- **INSTRUCTIONS**
- 1) Using the opinion piece, decide whether each statement agrees with it: (a) Eddie's sentences were to run at the same time. (b) The piece quotes Theodore Dalrymple. (c) The writer says Eddie belongs in a medical facility instead of jail. Answer yes or no to each and quote the deciding words.
- 2) According to the opinion piece, how many times did Eddie hit his wife?
- 3) Copy the opinion piece word for word between "Love, as we" and "climate is better.", inclusive.

February 21, 2014
So I ask you, dear readers. A spectacularly vindictive wife most likely exaggerated the violence, a violence fueled by heroin and alcohol, and a showoff of a judge threw the book at someone who is as big a threat to society as I am to a transsexual hooker. It was more of an act of vengeance and trial by the press than what some fools still refer to as the fairness of a British court of law. Eddie was given consecutive rather than concurrently run sentences for the four times he hit his wife. Answering truthfully without a lawyer present was not taken into account, nor was his otherwise nonviolent character. Eddie needs a medical facility, not jail, and if something terrible happens to him in the violent place he’s in, the buffoon Mark Horton, busy waging class warfare, will be responsible. Being born to privilege is no excuse, but neither is it a sin, as the buffoon hinted.
Love, as we all know, can be the sweetest rose, but as someone wise said, with the sharpest of thorns. As Theodore Dalrymple wrote, “Comfort and a respectable career path are tame and boring, at least for those who seek excitement and strong sensation.” Eddie Somerset searched for excitement and adrenaline boosts in drugs and booze. He is to be pitied and helped, not sent to prison. The buffoon judge made it sound like a Turkish decision, where the judiciary functions as a revenge mechanism. Here we are, threatened by Muslim extremists in our midst, with the EU dictating who can be deported or not, and Mark Horton throws the book at someone who obviously is no threat to anyone but himself and who regrets what he did to the extent that he volunteered the info to the fuzz. Time for a superior judge to step in; otherwise we might as well go and live in Turkey, where the climate is better.

[Stored data entries]
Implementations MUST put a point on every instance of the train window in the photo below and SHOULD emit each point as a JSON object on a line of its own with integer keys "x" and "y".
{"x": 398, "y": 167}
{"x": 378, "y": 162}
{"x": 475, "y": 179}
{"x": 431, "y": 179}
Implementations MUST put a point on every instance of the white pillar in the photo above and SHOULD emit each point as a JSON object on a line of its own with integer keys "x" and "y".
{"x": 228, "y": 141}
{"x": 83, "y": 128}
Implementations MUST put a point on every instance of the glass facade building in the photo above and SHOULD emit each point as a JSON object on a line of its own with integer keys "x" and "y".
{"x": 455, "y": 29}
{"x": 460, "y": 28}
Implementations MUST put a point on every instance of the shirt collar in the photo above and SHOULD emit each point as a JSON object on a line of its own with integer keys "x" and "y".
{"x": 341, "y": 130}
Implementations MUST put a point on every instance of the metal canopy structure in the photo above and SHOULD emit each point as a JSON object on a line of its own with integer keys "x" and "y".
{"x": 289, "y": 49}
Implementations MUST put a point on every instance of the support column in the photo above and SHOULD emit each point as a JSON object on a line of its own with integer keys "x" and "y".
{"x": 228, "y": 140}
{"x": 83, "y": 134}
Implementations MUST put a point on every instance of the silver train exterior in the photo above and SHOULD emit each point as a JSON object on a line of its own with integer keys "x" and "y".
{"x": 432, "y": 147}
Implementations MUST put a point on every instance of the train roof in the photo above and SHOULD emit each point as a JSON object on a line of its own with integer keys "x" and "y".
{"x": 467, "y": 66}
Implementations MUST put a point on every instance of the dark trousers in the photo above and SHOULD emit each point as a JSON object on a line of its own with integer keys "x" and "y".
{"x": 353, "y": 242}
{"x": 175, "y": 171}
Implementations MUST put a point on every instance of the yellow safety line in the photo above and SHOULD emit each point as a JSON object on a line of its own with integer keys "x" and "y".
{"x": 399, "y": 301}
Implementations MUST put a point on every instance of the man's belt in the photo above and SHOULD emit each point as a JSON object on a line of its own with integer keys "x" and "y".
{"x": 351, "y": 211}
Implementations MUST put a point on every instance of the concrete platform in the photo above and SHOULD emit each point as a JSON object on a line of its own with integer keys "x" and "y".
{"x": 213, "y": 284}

- **SOLUTIONS**
- 1)
(a) No: "Eddie was given consecutive rather than concurrently run sentences for the four times he hit his wife."
(b) Yes: "As Theodore Dalrymple wrote"
(c) Yes: "Eddie needs a medical facility, not jail"

- 2) Four times.

- 3)
Love, as we all know, can be the sweetest rose, but as someone wise said, with the sharpest of thorns. As Theodore Dalrymple wrote, “Comfort and a respectable career path are tame and boring, at least for those who seek excitement and strong sensation.” Eddie Somerset searched for excitement and adrenaline boosts in drugs and booze. He is to be pitied and helped, not sent to prison. The buffoon judge made it sound like a Turkish decision, where the judiciary functions as a revenge mechanism. Here we are, threatened by Muslim extremists in our midst, with the EU dictating who can be deported or not, and Mark Horton throws the book at someone who obviously is no threat to anyone but himself and who regrets what he did to the extent that he volunteered the info to the fuzz. Time for a superior judge to step in; otherwise we might as well go and live in Turkey, where the climate is better.